--- Passage ---
⟨

There are not any differences in the frequency use of general prepositions in the spoken and written subcorpora
My attempt is to verify in this scientific report if the above mentioned hypothesis that there are not any differences in the frequency use of general prepositions in the written or spoken subcorpora is correct or incorrect. I expect my thesis to be right, because I think that the frequency use of prepositions is equal in both texts. This report will focus on features and not on categories.
The linguistic systems I discuss are general prepositions. Collecting my data from ICECUPIII I found a higher number of Text Units (40,163) and Hits (88,715) for general prepositions than for “phrasal” or “interrogative” prepositions, which means that the Feature “general prepositions” would probably be more effective to research. First I would like to explain their function in the text and give some contextualised examples.
A Preposition is usually defined as a word that links a noun, pronoun or gerund to other words (www.usingenglish.com/glossary/preposition.html). They can have a variety of meanings:
- Direction – He’s going to the shops
- Location – It is in the box
- Time – He left after the lesson had finished
- Possession – The Government of Italy
This scientific report will analyse the relation between general types of prepositions and other tags. The methodology that I will use is the Ice cup tree tool to collect the data and carry out descriptive analyses and Wordsmith Tools to generate a key word list and see if there is a significant difference in the use of general prepositions between the written- and spoken tag-list of both subcorpora.

⟩

--- Things to do ---
1 > According to the report on prepositions, how many hits did ICECUPIII return for general prepositions?
2 > Continue the report on prepositions from the end of its last paragraph.

--- Given records ---
⟨

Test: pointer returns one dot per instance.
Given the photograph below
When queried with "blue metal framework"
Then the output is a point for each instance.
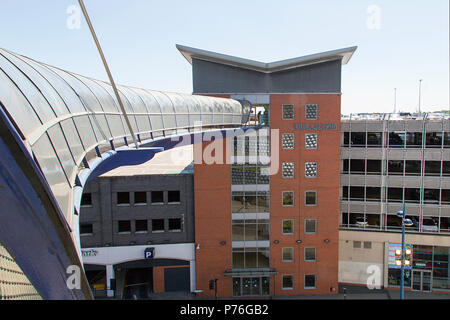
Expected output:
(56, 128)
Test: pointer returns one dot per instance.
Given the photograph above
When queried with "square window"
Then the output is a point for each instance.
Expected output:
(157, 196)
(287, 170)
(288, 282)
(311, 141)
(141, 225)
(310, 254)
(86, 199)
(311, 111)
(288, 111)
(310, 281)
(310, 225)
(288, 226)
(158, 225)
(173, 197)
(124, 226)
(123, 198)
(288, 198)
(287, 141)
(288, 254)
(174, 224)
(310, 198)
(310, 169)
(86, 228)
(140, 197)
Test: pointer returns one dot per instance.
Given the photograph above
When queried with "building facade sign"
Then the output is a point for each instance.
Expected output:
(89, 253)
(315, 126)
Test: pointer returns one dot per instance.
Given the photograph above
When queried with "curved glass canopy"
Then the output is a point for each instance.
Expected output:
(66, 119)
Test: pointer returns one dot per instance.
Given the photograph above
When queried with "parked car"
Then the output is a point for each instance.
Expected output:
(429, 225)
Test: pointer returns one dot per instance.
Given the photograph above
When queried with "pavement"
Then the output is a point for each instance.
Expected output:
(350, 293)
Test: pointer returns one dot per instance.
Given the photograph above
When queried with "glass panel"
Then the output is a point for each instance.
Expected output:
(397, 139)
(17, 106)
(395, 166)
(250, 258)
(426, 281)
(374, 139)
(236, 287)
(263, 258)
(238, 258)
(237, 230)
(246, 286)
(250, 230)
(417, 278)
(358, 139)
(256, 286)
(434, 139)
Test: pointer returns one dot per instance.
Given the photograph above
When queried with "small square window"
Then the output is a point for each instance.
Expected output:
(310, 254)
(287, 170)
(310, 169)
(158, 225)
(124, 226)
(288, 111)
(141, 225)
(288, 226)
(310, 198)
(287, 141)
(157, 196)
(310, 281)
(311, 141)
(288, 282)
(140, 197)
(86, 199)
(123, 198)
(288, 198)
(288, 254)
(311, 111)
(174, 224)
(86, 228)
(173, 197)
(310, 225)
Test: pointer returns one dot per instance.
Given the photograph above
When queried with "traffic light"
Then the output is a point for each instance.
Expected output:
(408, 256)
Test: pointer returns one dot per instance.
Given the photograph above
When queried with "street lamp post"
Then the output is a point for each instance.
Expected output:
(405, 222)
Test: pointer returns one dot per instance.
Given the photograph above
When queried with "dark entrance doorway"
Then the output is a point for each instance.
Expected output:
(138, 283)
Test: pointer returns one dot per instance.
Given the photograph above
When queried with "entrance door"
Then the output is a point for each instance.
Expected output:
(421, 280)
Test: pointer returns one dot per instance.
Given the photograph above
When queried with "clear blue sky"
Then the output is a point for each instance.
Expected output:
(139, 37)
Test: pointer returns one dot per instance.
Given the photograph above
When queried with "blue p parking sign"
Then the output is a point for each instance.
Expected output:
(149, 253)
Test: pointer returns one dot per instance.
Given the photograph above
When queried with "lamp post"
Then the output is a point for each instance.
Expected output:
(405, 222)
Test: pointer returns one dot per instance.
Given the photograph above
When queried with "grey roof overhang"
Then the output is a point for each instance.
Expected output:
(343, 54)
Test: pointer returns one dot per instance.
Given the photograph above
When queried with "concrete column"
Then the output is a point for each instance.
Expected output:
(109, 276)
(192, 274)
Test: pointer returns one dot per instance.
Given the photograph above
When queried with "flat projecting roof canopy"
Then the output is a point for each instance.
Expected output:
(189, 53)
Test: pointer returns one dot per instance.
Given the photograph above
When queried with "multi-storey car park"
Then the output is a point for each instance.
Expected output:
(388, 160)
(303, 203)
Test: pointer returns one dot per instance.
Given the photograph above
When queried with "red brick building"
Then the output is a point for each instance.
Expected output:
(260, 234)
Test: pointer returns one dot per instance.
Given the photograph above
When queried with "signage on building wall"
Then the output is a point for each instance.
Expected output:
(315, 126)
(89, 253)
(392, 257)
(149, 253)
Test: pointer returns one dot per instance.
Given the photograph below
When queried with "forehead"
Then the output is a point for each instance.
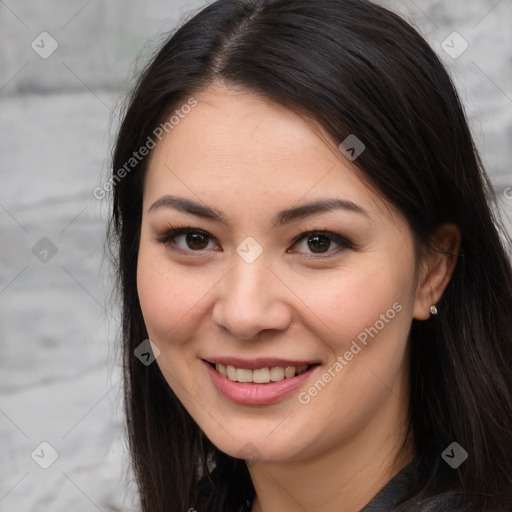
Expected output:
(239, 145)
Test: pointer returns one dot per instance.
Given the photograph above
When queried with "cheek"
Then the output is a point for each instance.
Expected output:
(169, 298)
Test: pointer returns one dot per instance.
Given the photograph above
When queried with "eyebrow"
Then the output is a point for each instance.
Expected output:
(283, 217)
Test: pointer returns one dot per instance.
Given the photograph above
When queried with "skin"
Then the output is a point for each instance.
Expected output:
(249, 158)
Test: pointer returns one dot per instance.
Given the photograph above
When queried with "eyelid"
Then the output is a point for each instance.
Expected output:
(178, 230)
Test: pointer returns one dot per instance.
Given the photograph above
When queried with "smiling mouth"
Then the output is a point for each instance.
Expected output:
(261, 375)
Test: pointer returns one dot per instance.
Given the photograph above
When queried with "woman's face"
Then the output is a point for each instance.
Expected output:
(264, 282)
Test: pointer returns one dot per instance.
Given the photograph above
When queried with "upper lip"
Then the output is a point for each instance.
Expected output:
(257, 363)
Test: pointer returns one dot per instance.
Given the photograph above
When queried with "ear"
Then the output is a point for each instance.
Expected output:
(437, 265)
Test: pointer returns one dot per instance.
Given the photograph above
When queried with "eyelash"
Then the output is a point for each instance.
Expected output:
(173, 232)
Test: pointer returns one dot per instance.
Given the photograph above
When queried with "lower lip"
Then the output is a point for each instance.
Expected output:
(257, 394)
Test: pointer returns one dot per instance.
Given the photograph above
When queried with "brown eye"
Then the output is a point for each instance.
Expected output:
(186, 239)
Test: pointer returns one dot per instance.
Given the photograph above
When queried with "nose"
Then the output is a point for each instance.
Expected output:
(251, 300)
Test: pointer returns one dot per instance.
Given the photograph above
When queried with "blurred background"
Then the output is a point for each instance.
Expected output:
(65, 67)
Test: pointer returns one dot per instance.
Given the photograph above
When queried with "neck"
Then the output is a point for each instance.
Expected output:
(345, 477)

⟩
⟨

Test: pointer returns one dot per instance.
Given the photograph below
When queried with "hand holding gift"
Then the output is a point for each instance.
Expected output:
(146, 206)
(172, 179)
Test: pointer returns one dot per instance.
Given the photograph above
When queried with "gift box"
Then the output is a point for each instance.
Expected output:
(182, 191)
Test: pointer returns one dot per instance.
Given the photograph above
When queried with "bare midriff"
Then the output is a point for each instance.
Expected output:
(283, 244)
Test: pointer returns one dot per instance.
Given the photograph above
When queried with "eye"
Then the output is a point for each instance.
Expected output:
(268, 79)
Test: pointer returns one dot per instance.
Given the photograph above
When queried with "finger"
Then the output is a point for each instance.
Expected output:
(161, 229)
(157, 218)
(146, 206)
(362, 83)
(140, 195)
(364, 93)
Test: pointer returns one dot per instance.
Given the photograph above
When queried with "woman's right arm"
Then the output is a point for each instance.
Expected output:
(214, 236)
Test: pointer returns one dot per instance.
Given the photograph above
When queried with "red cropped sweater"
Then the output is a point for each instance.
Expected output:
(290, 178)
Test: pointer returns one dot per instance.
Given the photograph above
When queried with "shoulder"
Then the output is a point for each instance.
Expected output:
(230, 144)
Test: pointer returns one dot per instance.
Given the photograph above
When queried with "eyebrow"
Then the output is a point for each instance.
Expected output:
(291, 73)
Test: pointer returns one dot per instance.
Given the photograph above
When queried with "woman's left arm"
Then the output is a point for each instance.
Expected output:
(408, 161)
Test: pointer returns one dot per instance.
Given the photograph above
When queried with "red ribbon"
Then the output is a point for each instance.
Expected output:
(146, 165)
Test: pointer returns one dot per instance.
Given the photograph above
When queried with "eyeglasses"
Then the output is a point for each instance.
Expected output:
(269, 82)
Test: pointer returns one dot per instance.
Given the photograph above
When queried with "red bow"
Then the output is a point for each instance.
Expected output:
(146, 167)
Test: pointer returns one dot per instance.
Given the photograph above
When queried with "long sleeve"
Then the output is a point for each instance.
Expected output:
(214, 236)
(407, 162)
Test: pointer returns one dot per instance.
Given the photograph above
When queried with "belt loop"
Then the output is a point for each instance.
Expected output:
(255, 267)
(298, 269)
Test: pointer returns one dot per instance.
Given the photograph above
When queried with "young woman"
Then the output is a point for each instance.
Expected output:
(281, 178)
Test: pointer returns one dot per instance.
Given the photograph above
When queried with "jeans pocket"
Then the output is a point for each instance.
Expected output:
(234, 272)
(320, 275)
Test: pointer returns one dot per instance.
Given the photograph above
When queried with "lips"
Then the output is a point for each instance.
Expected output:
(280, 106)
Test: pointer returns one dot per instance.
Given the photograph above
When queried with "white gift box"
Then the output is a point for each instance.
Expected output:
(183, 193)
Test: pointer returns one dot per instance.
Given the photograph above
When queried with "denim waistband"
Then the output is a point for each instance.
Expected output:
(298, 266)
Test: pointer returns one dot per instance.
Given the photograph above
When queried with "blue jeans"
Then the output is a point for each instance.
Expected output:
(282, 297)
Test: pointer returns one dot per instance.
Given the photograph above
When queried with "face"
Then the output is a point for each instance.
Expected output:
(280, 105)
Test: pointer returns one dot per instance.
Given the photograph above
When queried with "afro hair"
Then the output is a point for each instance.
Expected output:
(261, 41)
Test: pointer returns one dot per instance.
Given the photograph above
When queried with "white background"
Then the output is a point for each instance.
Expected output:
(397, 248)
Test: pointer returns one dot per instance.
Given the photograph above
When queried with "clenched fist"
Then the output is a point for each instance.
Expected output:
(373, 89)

⟩

--- Results in order ---
1 > 88,715 hits.

2 >
The reason why I was interested in the investigation of general prepositions rather than other lexical or syntactical items was that prepositions are often a matter of confusion for foreigners. Sometimes even native speakers have difficulty distinguishing them. We often take prepositions for granted and only notice them when we experience difficulties in deciding which one to use. As high frequency words, prepositions are one of the most dynamic parts of speech. Used in unstressed syllables and pronounced fast and softly in oral speech, prepositions are often barely distinguishable to the listener.
- Descriptive Analyses from Data-collection in ICECUPIII
I began my research by collecting different data from the ICECUPIII-Tool to see if there is a difference in the frequency use of general prepositions in the written and spoken subcorpora. Therefore I did some descriptive analyses. I compared the expected Values by Hits in written subcorpora with the actual values by Hits in the spoken subcorpora. Then I compared the expected values by TU in the written subcorpora with the actual values by text units in spoken subcorpora. My findings are shown in the table listed below and will be analysed in the section that follows.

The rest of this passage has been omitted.